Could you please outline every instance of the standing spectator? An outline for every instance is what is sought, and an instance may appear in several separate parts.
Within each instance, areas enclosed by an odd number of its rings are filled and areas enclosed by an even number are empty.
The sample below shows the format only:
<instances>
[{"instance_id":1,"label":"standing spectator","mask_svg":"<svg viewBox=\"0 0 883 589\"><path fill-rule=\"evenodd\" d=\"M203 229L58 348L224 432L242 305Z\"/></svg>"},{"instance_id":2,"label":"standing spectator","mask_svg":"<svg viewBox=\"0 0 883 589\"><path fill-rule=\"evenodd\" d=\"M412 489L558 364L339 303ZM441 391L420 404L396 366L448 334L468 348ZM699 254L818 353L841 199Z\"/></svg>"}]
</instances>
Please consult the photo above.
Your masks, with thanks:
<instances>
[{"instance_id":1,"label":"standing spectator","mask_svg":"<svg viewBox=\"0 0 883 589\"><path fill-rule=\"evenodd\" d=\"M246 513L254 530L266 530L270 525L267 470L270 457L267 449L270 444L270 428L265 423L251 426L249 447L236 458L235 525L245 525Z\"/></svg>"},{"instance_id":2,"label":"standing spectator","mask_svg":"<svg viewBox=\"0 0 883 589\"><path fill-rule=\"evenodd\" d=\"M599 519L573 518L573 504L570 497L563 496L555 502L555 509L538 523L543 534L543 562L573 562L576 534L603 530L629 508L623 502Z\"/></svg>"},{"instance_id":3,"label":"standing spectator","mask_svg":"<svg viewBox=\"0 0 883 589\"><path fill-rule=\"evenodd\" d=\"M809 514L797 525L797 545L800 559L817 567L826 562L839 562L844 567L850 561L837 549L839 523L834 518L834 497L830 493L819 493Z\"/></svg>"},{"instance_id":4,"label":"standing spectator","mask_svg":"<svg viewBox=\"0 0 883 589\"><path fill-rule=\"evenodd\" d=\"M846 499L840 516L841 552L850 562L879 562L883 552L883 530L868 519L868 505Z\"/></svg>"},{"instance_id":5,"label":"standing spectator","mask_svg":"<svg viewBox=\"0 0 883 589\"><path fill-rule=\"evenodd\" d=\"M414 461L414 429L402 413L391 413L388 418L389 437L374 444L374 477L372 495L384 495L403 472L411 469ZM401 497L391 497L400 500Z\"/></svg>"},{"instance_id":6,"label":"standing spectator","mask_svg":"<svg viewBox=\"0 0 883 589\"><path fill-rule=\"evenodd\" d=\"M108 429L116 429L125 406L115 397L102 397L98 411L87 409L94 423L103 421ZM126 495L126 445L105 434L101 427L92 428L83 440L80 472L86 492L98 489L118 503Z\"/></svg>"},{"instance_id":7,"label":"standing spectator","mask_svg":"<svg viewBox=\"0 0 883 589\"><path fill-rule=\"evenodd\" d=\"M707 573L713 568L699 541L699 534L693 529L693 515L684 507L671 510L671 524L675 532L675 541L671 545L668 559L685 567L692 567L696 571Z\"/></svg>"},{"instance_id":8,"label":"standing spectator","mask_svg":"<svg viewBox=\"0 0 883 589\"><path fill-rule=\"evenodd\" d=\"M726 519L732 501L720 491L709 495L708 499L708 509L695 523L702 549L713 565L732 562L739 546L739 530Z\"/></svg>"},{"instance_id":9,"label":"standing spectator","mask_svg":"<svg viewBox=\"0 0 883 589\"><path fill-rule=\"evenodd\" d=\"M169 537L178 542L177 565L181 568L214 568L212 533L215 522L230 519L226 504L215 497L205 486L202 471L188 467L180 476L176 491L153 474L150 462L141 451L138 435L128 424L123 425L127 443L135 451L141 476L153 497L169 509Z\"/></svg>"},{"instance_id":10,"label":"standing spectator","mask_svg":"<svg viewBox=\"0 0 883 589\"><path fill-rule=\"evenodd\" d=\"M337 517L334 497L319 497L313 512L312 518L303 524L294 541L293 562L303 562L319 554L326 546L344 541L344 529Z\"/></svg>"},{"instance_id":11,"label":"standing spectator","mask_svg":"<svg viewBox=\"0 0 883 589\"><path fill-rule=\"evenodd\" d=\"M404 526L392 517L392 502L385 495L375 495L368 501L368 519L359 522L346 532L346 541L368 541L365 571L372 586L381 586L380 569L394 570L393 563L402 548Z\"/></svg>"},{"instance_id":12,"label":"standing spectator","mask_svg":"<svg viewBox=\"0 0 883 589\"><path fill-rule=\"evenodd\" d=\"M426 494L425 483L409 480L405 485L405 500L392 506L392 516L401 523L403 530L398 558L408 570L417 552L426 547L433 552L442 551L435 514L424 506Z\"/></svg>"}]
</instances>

**What this task involves**.
Reproduce the rows verbatim, from the first line of the rows through the line that contains "The sample below", including both of those lines.

**Output of the exercise**.
Could you please outline every instance of the standing spectator? An outline for every instance is what is sought, and an instance may appear in several separate parts.
Within each instance, areas enclosed by an odd number of its rings are filled and areas enclosed by an even number are empty.
The sample below shows the format only:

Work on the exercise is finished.